▼▼▼

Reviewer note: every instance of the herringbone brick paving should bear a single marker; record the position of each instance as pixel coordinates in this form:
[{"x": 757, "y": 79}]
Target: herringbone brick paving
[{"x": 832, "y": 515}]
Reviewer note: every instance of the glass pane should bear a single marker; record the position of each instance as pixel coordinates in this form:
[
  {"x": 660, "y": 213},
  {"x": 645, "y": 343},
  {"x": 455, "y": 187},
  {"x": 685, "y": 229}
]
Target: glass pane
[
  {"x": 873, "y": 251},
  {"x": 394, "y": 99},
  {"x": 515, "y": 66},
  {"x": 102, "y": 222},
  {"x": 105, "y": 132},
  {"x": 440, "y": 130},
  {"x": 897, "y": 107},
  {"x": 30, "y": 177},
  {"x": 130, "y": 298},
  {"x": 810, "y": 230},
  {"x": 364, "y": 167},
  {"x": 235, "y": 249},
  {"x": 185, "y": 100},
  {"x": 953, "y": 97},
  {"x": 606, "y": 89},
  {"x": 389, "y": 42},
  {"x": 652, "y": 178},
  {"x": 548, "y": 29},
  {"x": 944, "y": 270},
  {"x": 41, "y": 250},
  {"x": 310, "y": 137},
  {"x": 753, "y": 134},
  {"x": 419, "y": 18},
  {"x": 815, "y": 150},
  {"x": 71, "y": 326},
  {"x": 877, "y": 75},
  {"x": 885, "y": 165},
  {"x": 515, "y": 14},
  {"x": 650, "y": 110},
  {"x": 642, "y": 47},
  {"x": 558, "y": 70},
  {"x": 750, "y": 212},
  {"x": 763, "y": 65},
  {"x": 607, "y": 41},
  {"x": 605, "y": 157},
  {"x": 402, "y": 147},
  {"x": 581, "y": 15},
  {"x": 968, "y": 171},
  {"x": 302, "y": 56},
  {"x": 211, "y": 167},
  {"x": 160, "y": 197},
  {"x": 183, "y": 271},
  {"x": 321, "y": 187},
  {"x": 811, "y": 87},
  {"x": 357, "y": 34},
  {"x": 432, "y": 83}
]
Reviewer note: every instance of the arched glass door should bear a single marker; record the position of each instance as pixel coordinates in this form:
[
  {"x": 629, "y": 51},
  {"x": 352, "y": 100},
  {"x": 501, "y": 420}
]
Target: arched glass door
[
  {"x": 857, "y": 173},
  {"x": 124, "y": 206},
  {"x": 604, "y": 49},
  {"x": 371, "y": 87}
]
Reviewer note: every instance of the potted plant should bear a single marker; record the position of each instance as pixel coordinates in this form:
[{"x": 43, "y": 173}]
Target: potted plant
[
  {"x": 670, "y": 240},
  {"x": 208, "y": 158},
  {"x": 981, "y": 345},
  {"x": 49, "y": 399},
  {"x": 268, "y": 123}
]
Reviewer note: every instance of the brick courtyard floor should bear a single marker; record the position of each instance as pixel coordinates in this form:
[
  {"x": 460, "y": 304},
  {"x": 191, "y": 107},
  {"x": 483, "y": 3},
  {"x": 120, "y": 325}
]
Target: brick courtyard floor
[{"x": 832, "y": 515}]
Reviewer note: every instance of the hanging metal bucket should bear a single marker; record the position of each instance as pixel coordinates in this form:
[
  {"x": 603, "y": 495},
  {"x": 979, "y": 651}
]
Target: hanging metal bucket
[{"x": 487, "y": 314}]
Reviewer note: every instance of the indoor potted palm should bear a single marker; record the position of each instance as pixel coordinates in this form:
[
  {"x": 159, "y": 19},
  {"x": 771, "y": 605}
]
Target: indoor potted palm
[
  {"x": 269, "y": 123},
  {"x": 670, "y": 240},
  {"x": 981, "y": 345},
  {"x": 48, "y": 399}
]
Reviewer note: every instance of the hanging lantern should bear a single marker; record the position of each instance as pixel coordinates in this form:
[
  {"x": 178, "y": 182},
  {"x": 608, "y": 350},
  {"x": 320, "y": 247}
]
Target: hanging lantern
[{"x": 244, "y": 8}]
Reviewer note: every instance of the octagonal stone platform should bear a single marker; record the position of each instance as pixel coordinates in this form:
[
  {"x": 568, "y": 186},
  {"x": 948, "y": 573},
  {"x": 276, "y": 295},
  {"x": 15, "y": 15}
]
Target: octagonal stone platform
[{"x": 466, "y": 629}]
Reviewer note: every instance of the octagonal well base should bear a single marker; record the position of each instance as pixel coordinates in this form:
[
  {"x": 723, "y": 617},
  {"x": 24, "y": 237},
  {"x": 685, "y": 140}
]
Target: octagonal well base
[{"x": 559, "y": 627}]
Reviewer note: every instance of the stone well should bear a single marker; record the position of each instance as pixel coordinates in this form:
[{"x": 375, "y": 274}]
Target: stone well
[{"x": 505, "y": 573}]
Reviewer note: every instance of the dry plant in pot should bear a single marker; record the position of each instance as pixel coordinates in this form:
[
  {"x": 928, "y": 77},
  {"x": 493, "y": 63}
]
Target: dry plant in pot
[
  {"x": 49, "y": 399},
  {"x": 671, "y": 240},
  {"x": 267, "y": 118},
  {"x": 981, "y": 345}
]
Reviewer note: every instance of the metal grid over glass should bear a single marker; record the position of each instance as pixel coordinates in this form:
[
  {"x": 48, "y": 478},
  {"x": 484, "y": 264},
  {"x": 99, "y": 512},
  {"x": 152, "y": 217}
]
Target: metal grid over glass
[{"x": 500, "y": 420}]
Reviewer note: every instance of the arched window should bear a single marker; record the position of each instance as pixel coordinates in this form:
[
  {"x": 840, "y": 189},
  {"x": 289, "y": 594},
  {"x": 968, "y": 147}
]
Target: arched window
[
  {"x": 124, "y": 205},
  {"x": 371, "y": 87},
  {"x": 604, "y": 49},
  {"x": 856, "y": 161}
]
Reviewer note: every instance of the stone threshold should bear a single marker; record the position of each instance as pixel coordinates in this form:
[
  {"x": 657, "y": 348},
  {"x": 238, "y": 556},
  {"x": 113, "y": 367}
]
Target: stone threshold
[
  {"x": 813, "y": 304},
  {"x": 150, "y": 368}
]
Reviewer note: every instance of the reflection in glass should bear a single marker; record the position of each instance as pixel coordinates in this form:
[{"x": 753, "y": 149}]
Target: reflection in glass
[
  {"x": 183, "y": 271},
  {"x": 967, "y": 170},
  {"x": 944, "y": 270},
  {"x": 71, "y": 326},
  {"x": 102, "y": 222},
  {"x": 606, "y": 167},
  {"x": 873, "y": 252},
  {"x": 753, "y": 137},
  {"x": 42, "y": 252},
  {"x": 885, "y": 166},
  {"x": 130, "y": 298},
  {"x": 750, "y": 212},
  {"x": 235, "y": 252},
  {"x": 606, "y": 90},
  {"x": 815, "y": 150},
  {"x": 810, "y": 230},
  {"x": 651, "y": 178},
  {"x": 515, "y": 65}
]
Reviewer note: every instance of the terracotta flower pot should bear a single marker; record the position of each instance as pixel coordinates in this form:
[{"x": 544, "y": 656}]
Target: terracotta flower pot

▲▲▲

#### [GIVEN PROBLEM]
The whole listing above needs to be written out again exactly.

#### [TASK SOLUTION]
Reviewer note: every instance of the herringbone brick paving should bear a single marker; record the position of each instance as pixel coordinates in this form:
[{"x": 757, "y": 79}]
Target: herringbone brick paving
[{"x": 832, "y": 515}]
Reviewer note: every instance of the glass pane should bear a single marker; record the position of each instance as pixel coordinates in this form:
[
  {"x": 660, "y": 213},
  {"x": 645, "y": 343},
  {"x": 455, "y": 187},
  {"x": 685, "y": 229}
]
Target: glass pane
[
  {"x": 873, "y": 251},
  {"x": 394, "y": 99},
  {"x": 515, "y": 66},
  {"x": 102, "y": 222},
  {"x": 105, "y": 132},
  {"x": 440, "y": 130},
  {"x": 897, "y": 107},
  {"x": 30, "y": 177},
  {"x": 130, "y": 298},
  {"x": 810, "y": 230},
  {"x": 364, "y": 167},
  {"x": 235, "y": 249},
  {"x": 185, "y": 100},
  {"x": 953, "y": 97},
  {"x": 606, "y": 89},
  {"x": 389, "y": 42},
  {"x": 652, "y": 178},
  {"x": 548, "y": 29},
  {"x": 944, "y": 270},
  {"x": 41, "y": 250},
  {"x": 310, "y": 137},
  {"x": 753, "y": 134},
  {"x": 419, "y": 18},
  {"x": 815, "y": 150},
  {"x": 71, "y": 326},
  {"x": 877, "y": 75},
  {"x": 885, "y": 165},
  {"x": 515, "y": 14},
  {"x": 650, "y": 110},
  {"x": 642, "y": 47},
  {"x": 558, "y": 70},
  {"x": 750, "y": 212},
  {"x": 763, "y": 65},
  {"x": 607, "y": 41},
  {"x": 605, "y": 157},
  {"x": 402, "y": 147},
  {"x": 581, "y": 15},
  {"x": 968, "y": 171},
  {"x": 302, "y": 56},
  {"x": 211, "y": 167},
  {"x": 160, "y": 197},
  {"x": 183, "y": 271},
  {"x": 321, "y": 187},
  {"x": 811, "y": 87},
  {"x": 357, "y": 34},
  {"x": 432, "y": 83}
]
Reviewer note: every instance of the arched glass door should bear a single marker; record the position of each instance as pixel coordinates in this form:
[
  {"x": 629, "y": 51},
  {"x": 352, "y": 100},
  {"x": 501, "y": 420}
]
Target: arched glass door
[
  {"x": 857, "y": 173},
  {"x": 124, "y": 206},
  {"x": 604, "y": 49},
  {"x": 371, "y": 87}
]
Reviewer note: every instance of the potted plant should bear a single marker; record the position of each instance as pixel coordinates in this form:
[{"x": 43, "y": 173}]
Target: potted plant
[
  {"x": 670, "y": 240},
  {"x": 208, "y": 158},
  {"x": 981, "y": 345},
  {"x": 49, "y": 399},
  {"x": 268, "y": 123}
]
Reviewer note: every instance of the brick courtyard floor should bear a single marker; record the position of each instance as pixel coordinates in this form:
[
  {"x": 460, "y": 304},
  {"x": 191, "y": 107},
  {"x": 483, "y": 3},
  {"x": 120, "y": 325}
]
Target: brick courtyard floor
[{"x": 832, "y": 515}]
Reviewer note: every instance of the hanging metal bucket should bear a single marker; record the position of each instance as pixel coordinates in this form:
[
  {"x": 603, "y": 495},
  {"x": 979, "y": 651}
]
Target: hanging metal bucket
[{"x": 487, "y": 314}]
Reviewer note: every instance of the indoor potted palm should bear a single marker; record the position of each instance as pixel coordinates in this form:
[
  {"x": 159, "y": 19},
  {"x": 771, "y": 605}
]
Target: indoor potted palm
[
  {"x": 269, "y": 123},
  {"x": 670, "y": 240},
  {"x": 981, "y": 345},
  {"x": 48, "y": 399}
]
Reviewer note: every instance of the hanging lantern should bear a single marker; record the position of each instance as pixel coordinates in this form:
[
  {"x": 178, "y": 182},
  {"x": 608, "y": 350},
  {"x": 320, "y": 247}
]
Target: hanging lantern
[{"x": 244, "y": 8}]
Reviewer note: every instance of the octagonal stone platform should bear a single marker; record the position of each instance as pixel coordinates in this form:
[
  {"x": 568, "y": 186},
  {"x": 948, "y": 573},
  {"x": 276, "y": 295},
  {"x": 15, "y": 15}
]
Target: octagonal stone platform
[{"x": 466, "y": 629}]
Reviewer note: every instance of the octagonal well base should bear a single marker; record the position of each instance as pixel coordinates in this form:
[
  {"x": 723, "y": 617},
  {"x": 24, "y": 237},
  {"x": 685, "y": 140}
]
Target: octagonal well base
[{"x": 559, "y": 627}]
Reviewer note: every instance of the stone well should bear a single marker; record the position of each instance as pixel coordinates in this form:
[{"x": 375, "y": 274}]
Target: stone well
[{"x": 505, "y": 573}]
Reviewer note: every instance of the dry plant in pot should bear a single marker; record the position of each instance as pixel coordinates in this form:
[
  {"x": 928, "y": 77},
  {"x": 493, "y": 63}
]
Target: dry plant in pot
[
  {"x": 49, "y": 399},
  {"x": 671, "y": 240},
  {"x": 267, "y": 118},
  {"x": 981, "y": 345}
]
Reviewer note: every instance of the metal grid over glass should bear a single marker; record the position of each instance as pixel coordinates in this form:
[
  {"x": 48, "y": 478},
  {"x": 484, "y": 264},
  {"x": 99, "y": 512},
  {"x": 152, "y": 217}
]
Target: metal grid over glass
[{"x": 500, "y": 420}]
Reviewer note: every instance of the arched window should bear a single marker; record the position of each instance as pixel coordinates in this form:
[
  {"x": 840, "y": 189},
  {"x": 289, "y": 594},
  {"x": 968, "y": 147}
]
Target: arched window
[
  {"x": 124, "y": 205},
  {"x": 371, "y": 87},
  {"x": 604, "y": 49},
  {"x": 856, "y": 161}
]
Reviewer note: every instance of the stone threshold should bear a single marker; record the position of each instance as pixel coordinates in this form:
[
  {"x": 657, "y": 348},
  {"x": 238, "y": 556},
  {"x": 113, "y": 367}
]
Target: stone threshold
[
  {"x": 813, "y": 304},
  {"x": 150, "y": 368}
]
Reviewer note: every instance of the reflection in glass should bear a single marker; record the position of each instance as pixel coordinates in this form:
[{"x": 753, "y": 149}]
Target: reflection in glass
[
  {"x": 183, "y": 271},
  {"x": 967, "y": 170},
  {"x": 944, "y": 270},
  {"x": 71, "y": 326},
  {"x": 102, "y": 222},
  {"x": 606, "y": 167},
  {"x": 873, "y": 252},
  {"x": 753, "y": 137},
  {"x": 42, "y": 252},
  {"x": 885, "y": 166},
  {"x": 130, "y": 298},
  {"x": 750, "y": 212},
  {"x": 235, "y": 252},
  {"x": 606, "y": 90},
  {"x": 815, "y": 150},
  {"x": 810, "y": 230},
  {"x": 651, "y": 178},
  {"x": 515, "y": 65}
]
Reviewer note: every instance of the terracotta flower pot should bear a single marker; record the position of each instance as pixel coordinates in this form:
[{"x": 544, "y": 656}]
Target: terracotta flower pot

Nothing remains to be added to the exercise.